- [Task]
Copy each line below containing "hill".

- [Extracted material]
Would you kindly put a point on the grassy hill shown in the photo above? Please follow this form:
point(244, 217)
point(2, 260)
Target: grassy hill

---

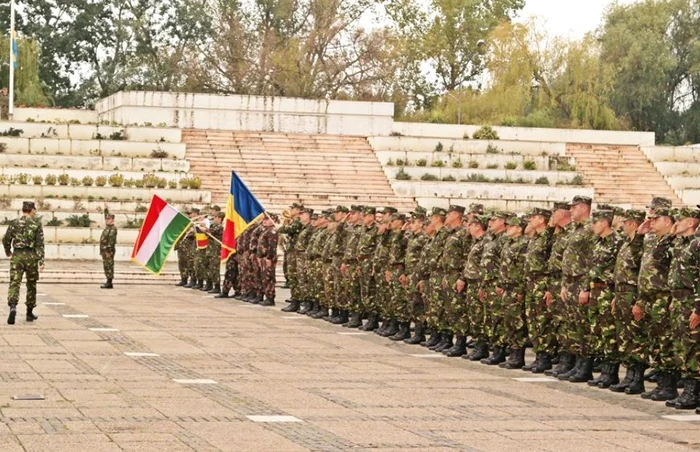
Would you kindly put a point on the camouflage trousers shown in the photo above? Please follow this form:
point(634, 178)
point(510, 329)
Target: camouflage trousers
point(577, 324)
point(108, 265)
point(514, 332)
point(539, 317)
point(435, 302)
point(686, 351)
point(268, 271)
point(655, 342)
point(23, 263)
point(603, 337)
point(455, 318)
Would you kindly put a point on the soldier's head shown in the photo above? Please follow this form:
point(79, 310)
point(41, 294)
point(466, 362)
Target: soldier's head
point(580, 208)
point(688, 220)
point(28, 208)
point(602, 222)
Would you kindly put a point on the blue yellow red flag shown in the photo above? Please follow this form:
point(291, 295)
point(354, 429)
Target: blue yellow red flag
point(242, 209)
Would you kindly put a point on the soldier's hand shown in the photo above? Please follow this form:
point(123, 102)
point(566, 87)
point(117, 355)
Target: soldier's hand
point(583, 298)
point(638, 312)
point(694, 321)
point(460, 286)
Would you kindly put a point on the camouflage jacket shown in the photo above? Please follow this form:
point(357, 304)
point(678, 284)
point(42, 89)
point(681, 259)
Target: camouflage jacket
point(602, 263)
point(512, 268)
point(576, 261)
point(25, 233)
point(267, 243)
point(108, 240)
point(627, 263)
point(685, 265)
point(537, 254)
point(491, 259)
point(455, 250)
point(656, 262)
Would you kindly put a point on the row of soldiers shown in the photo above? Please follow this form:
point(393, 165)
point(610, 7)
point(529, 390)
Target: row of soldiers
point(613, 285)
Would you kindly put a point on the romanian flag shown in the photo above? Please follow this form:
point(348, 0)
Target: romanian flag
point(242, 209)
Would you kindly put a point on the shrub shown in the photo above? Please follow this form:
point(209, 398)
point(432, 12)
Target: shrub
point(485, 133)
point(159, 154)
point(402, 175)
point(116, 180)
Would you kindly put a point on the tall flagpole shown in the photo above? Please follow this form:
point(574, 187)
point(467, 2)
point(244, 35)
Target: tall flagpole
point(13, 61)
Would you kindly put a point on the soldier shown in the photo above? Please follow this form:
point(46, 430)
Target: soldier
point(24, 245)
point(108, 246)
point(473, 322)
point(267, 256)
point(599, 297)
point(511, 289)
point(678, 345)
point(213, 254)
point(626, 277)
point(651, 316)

* * *

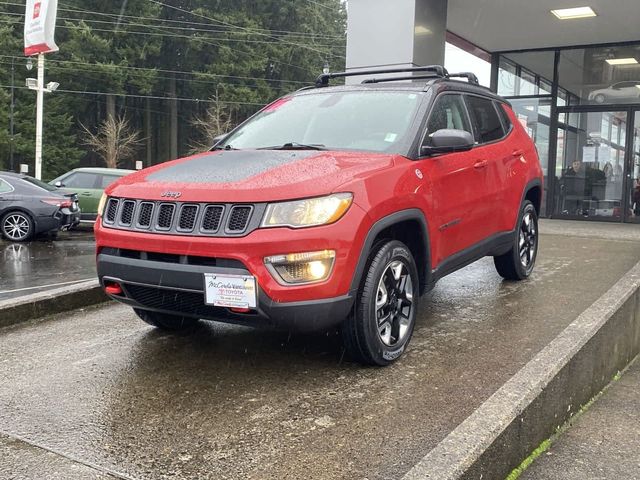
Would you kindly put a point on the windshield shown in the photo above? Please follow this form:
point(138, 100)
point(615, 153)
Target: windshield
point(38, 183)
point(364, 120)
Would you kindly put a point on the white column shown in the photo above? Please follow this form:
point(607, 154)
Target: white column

- [Output for this task]
Would you kindly put a point on the grassy hill shown in the photo above? Please follow this form:
Target: grassy hill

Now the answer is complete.